**Written instruction:**
Arrange the rows below as a numbered list, omitting any blank lines.

BEGIN

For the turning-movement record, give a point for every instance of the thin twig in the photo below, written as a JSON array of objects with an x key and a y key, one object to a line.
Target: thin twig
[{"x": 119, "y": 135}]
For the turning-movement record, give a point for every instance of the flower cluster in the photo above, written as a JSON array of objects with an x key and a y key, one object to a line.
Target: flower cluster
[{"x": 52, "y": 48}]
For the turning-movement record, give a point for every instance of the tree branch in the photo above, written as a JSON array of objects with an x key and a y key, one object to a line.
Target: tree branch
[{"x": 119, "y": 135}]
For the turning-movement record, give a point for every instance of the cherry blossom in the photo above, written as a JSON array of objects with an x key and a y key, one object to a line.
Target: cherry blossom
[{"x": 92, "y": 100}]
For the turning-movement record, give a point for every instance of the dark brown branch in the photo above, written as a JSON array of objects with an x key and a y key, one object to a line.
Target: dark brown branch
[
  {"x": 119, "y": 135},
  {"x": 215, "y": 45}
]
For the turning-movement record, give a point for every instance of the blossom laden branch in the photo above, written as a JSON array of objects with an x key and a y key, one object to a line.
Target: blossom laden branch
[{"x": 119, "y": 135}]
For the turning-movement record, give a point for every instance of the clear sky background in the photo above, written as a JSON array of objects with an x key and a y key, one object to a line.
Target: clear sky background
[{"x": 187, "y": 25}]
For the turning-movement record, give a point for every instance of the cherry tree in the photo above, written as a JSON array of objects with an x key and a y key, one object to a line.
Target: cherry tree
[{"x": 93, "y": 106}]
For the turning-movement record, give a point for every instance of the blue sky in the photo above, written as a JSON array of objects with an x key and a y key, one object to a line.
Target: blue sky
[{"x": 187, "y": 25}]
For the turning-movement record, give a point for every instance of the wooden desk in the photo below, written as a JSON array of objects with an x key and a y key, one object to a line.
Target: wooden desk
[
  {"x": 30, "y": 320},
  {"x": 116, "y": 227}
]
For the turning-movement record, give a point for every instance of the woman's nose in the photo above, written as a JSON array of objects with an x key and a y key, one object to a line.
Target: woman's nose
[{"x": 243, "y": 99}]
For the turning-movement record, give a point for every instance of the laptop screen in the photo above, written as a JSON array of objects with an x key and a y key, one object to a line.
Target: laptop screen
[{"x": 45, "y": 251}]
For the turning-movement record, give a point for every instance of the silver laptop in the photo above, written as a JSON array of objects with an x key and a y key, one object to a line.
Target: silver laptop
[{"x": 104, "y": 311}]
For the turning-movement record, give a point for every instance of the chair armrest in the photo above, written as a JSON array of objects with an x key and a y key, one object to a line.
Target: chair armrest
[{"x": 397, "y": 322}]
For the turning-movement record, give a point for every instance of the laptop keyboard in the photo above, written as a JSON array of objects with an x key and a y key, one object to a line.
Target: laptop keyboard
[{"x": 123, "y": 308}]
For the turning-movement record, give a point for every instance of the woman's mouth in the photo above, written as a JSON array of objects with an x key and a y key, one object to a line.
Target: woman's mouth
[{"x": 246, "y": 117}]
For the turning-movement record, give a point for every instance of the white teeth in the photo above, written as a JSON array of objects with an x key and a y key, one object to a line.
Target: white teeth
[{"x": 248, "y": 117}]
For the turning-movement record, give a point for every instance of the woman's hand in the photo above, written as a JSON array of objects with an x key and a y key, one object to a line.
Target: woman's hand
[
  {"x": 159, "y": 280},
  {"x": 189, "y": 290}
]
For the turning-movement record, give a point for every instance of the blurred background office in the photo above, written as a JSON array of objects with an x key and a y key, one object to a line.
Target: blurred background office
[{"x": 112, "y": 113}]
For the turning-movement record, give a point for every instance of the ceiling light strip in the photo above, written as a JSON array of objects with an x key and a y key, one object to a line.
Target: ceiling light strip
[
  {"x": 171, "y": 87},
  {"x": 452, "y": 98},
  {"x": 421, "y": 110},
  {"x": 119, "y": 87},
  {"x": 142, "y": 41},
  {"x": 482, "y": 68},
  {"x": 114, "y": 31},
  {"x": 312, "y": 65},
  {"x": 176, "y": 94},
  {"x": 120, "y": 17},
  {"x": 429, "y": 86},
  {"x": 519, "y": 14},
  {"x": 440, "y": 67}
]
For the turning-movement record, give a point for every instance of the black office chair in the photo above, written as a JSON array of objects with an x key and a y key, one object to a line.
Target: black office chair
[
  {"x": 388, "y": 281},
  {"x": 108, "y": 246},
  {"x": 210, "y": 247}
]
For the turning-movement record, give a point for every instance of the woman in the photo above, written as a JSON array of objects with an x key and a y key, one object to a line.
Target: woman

END

**Solution to the exercise:**
1. For the turning-movement record, give a point for every instance of the thin twig in the photo below, written as a JSON array of objects with an x key and a y key, one object to a line.
2. Target: thin twig
3. [{"x": 119, "y": 135}]
4. For the turning-movement record, give a point for every instance of the flower cluster in the photo above, written as a JSON array of objects with an x key and a y key, one object to a line.
5. Target: flower cluster
6. [{"x": 52, "y": 48}]
7. For the turning-movement record, give a point for every instance of the tree branch in the photo above, written as a JSON array of objects with an x key and a y key, one object to a line.
8. Target: tree branch
9. [{"x": 119, "y": 135}]
10. For the turning-movement record, give a point for every instance of the cherry blossom in the photo above, written as a JSON array of objects with an x key and a y key, one object to a line.
11. Target: cherry blossom
12. [{"x": 92, "y": 100}]
13. For the turning-movement record, give a point for every instance of the dark brown branch in the photo above, written as a JSON array of objects with an x key and a y key, one object to a line.
14. Target: dark brown branch
15. [
16.   {"x": 119, "y": 135},
17.   {"x": 215, "y": 45}
18. ]
19. For the turning-movement record, give a point for every instance of the blossom laden branch in the photo above, written as a JSON array of objects with an x key and a y key, one object to a line.
20. Target: blossom laden branch
21. [{"x": 119, "y": 135}]
22. For the turning-movement record, give a point for every instance of the clear sky background in the photo above, written as a JSON array of objects with an x key and a y key, one object to a line.
23. Target: clear sky background
24. [{"x": 187, "y": 25}]
25. For the turning-movement record, give a point for every instance of the cherry tree in the photo above, written as a JSON array of objects with an x key and a y key, one object to a line.
26. Target: cherry tree
27. [{"x": 93, "y": 106}]
28. For the turning-movement record, give a point for every instance of the blue sky in the photo above, written as a JSON array of objects with an x key and a y key, one object to a line.
29. Target: blue sky
30. [{"x": 187, "y": 25}]
31. For the turning-movement record, give a point for every instance of the wooden desk in the photo below, written as a JSON array of objects with an x key and a y key, one object to a line.
32. Target: wooden desk
33. [
34.   {"x": 30, "y": 320},
35.   {"x": 116, "y": 227}
36. ]
37. For the turning-movement record, give a point for every instance of the woman's nose in the photo above, written as a JSON array of objects with an x key and a y key, one object to a line.
38. Target: woman's nose
39. [{"x": 243, "y": 99}]
40. For the turning-movement record, give a point for every instance of the laptop screen in the photo above, written as a JSON array of objects with an x key and a y key, one object to a line.
41. Target: laptop screen
42. [{"x": 45, "y": 251}]
43. For the turning-movement record, give a point for every instance of the silver laptop in the photo above, written as a JSON array of objects with an x key and a y key, one object to a line.
44. Target: silver laptop
45. [{"x": 104, "y": 311}]
46. For the turning-movement record, give a point for every instance of the chair armrest in the photo above, written as a JSON array of objects with an x key and a y key, one object to a line.
47. Target: chair armrest
48. [{"x": 397, "y": 322}]
49. For the turning-movement record, give a point for every instance of the laptop keyboard in the photo above, written as a JSON array of objects with an x key and a y key, one object to a line.
50. Target: laptop keyboard
51. [{"x": 123, "y": 308}]
52. For the turning-movement record, give a point for every instance of the woman's mouth in the photo above, written as a JSON array of objects with an x key and a y key, one object to a line.
53. Target: woman's mouth
54. [{"x": 246, "y": 117}]
55. For the turning-movement record, give a point for every instance of the white teeth in the photo above, written as a JSON array of objects with an x key and a y key, one object to a line.
56. Target: white teeth
57. [{"x": 248, "y": 117}]
58. For the turning-movement record, give a point for every instance of the woman's hand in the photo above, written as a JSON array of objects with an x key and a y key, one object to a line.
59. Target: woman's hand
60. [
61.   {"x": 159, "y": 280},
62.   {"x": 189, "y": 290}
63. ]
64. For the turning-movement record, give a point for every instance of the blurred background office in the photo above, written as a JSON array of objects with an x key and a y key, one object to a line.
65. Target: blurred background office
66. [{"x": 112, "y": 113}]
67. For the turning-movement record, give a point for every instance of the ceiling light strip in the photo above, written as a JSON array of objects with an x key and a y key, one object to a line.
68. Target: ceiling light strip
69. [
70.   {"x": 171, "y": 87},
71.   {"x": 452, "y": 98},
72.   {"x": 421, "y": 110},
73.   {"x": 119, "y": 87},
74.   {"x": 142, "y": 41},
75.   {"x": 482, "y": 68},
76.   {"x": 114, "y": 31},
77.   {"x": 312, "y": 65},
78.   {"x": 176, "y": 94},
79.   {"x": 120, "y": 17},
80.   {"x": 429, "y": 86},
81.   {"x": 519, "y": 14},
82.   {"x": 440, "y": 67}
83. ]
84. For the turning-movement record, give a point for every instance of the black office chair in the photo above, written as a JSON array of objects with an x key and a y key, one object to a line.
85. Target: black office chair
86. [
87.   {"x": 388, "y": 281},
88.   {"x": 108, "y": 246},
89.   {"x": 210, "y": 247}
90. ]
91. For the turning-movement record, give a point for every instance of the woman in the photo above, written as a JSON array of objects with an x key and a y key, one object to a line.
92. Target: woman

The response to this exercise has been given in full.